Text:
Hacker News new | ask | show | jobs
by brettcvz 1123 days ago
I understand the phrase “feedback is a gift” differently than the author: people are not obligated to give you feedback. If someone has taken the time to give you feedback, this is a generous act, regardless of whether you agree with the feedback or find it helpful.
6 comments

Yes, plenty of (bad) feedback is given in good faith, but I think there's a line where generosity ends and "feedback" becomes a hurtful one-sided channel of emotional venting. It only serves one person, at best.

Would you call it a gift if a visiting neighbour brought a smelly trash bag to your door while screaming at you for "looking like a dead squirrel"? They certainly took the time to carry that leaky bag, think of a sequence of helpful words to tell you, and even risk damaging their vocal cords! They certainly weren't obligated to do so, either. A slap in the face isn't necessarily "a generous act of ancient Egyptian medicinal practice to prevent disease".

We don't have to accept all "gifts" as gifts, so we certainly don't have to call any hurtful garbage as "feedback" in the first place. We don't have obligation to take it as a generous act, either -- wouldn't this make us feel guilty about feeling hurt?

I don't intend to be mean or snarky. Your comment made me think and come up with this sort of "insight".

Your comment made me think as well! I suspect we might be caught in a definitional discussion of the word “feedback” - feedback is a subset of “words someone says to me”.

My working definition of feedback is “things I tell you about something you did with the intent to help you do better next time,” which does warrant the “feedback is a gift” mentality, even if the feedback is poorly delivered, misguided, or wrong. The opposite of love is not hate, it’s apathy.

As other have mentioned, sometimes people say things to you that are not feedback, and are primarily them seeking status, expressing hurt, etc. a caution though that “this person is just having a bad day” is an easy, universal response for dismissing valid but critical feedback.

The customer that gives a $.25 tip on bad service

Hurtful garbage yes

But still a gift

Not all feedback is generous.

Extracted information:
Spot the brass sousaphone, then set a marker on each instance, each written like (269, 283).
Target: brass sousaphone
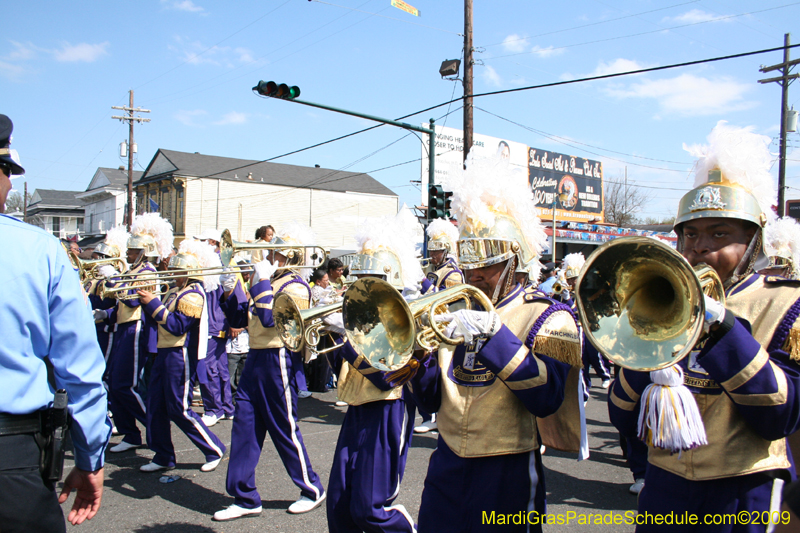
(641, 304)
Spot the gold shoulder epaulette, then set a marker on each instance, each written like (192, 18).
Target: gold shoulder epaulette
(559, 338)
(191, 305)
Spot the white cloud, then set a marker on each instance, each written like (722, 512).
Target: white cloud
(187, 117)
(85, 52)
(491, 76)
(183, 5)
(234, 117)
(696, 15)
(546, 52)
(515, 43)
(690, 95)
(617, 66)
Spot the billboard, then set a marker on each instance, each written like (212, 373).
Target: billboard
(579, 180)
(549, 173)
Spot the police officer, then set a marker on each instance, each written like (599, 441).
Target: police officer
(43, 316)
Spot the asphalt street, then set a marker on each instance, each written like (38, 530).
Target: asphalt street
(138, 502)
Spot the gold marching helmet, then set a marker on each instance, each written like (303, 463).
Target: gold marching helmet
(732, 180)
(496, 217)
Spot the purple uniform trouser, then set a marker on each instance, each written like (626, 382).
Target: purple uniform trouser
(368, 467)
(665, 493)
(267, 402)
(458, 491)
(125, 365)
(216, 387)
(169, 399)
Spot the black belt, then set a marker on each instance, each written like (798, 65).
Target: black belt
(20, 424)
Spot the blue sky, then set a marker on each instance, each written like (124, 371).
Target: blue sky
(193, 64)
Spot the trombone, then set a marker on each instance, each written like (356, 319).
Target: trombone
(89, 269)
(228, 248)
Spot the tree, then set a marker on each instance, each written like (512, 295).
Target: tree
(15, 202)
(622, 201)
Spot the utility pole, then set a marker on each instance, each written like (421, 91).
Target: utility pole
(130, 119)
(783, 80)
(468, 63)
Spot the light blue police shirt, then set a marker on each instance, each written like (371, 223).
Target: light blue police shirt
(43, 313)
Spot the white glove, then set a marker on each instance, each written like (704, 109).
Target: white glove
(263, 270)
(467, 324)
(107, 271)
(715, 313)
(334, 323)
(228, 281)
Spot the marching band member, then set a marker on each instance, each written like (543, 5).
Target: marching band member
(782, 246)
(443, 270)
(515, 379)
(267, 395)
(212, 372)
(743, 375)
(570, 268)
(135, 334)
(114, 245)
(372, 449)
(182, 335)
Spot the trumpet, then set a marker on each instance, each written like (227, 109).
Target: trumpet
(89, 269)
(146, 281)
(641, 304)
(384, 328)
(228, 248)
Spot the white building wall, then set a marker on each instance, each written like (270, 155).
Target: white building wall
(244, 207)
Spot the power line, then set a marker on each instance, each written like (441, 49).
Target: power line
(649, 32)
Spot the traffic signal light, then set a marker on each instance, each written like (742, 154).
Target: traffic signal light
(438, 202)
(272, 89)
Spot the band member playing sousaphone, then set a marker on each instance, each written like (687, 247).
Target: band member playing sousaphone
(742, 375)
(515, 377)
(371, 452)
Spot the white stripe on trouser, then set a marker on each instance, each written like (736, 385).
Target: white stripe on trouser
(534, 477)
(287, 395)
(775, 503)
(136, 366)
(401, 509)
(185, 400)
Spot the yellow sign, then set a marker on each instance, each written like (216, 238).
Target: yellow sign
(399, 4)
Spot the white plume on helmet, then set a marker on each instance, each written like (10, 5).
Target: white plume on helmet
(742, 156)
(160, 229)
(294, 232)
(572, 265)
(206, 257)
(490, 186)
(782, 239)
(118, 237)
(399, 234)
(440, 228)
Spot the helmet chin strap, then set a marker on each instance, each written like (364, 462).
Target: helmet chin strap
(506, 279)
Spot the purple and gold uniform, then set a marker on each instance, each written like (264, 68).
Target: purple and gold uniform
(180, 336)
(372, 449)
(745, 382)
(494, 399)
(267, 395)
(134, 336)
(214, 378)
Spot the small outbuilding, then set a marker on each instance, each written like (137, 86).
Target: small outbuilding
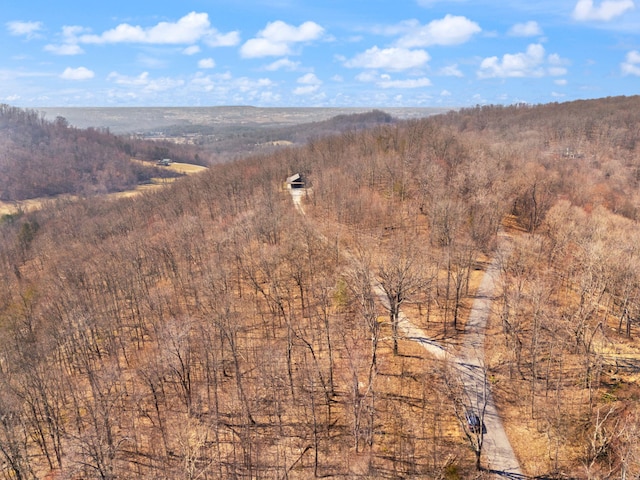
(295, 181)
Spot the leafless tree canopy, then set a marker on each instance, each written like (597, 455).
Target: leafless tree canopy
(209, 330)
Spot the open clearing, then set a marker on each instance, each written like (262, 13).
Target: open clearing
(11, 208)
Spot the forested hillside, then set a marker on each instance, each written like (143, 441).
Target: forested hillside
(212, 330)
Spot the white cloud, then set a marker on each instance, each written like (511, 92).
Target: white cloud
(451, 30)
(527, 29)
(206, 63)
(306, 90)
(189, 29)
(283, 64)
(531, 63)
(278, 38)
(409, 83)
(146, 83)
(80, 73)
(631, 65)
(389, 59)
(217, 39)
(142, 79)
(608, 9)
(309, 79)
(64, 49)
(451, 71)
(28, 29)
(191, 50)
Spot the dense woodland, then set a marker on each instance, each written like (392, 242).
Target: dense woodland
(211, 330)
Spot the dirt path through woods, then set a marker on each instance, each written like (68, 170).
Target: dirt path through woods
(497, 454)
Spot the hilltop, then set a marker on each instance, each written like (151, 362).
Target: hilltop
(212, 330)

Problems to work on:
1. In the thread on feedback, what working definition of feedback is offered?
2. Reproduce verbatim the portion of the thread on feedback between "I don't intend" and "hate, it’s apathy.", inclusive.

Results of the exercise:
1. Feedback is "things I tell you about something you did with the intent to help you do better next time."

2.
I don't intend to be mean or snarky. Your comment made me think and come up with this sort of "insight".

Your comment made me think as well! I suspect we might be caught in a definitional discussion of the word “feedback” - feedback is a subset of “words someone says to me”.

My working definition of feedback is “things I tell you about something you did with the intent to help you do better next time,” which does warrant the “feedback is a gift” mentality, even if the feedback is poorly delivered, misguided, or wrong. The opposite of love is not hate, it’s apathy.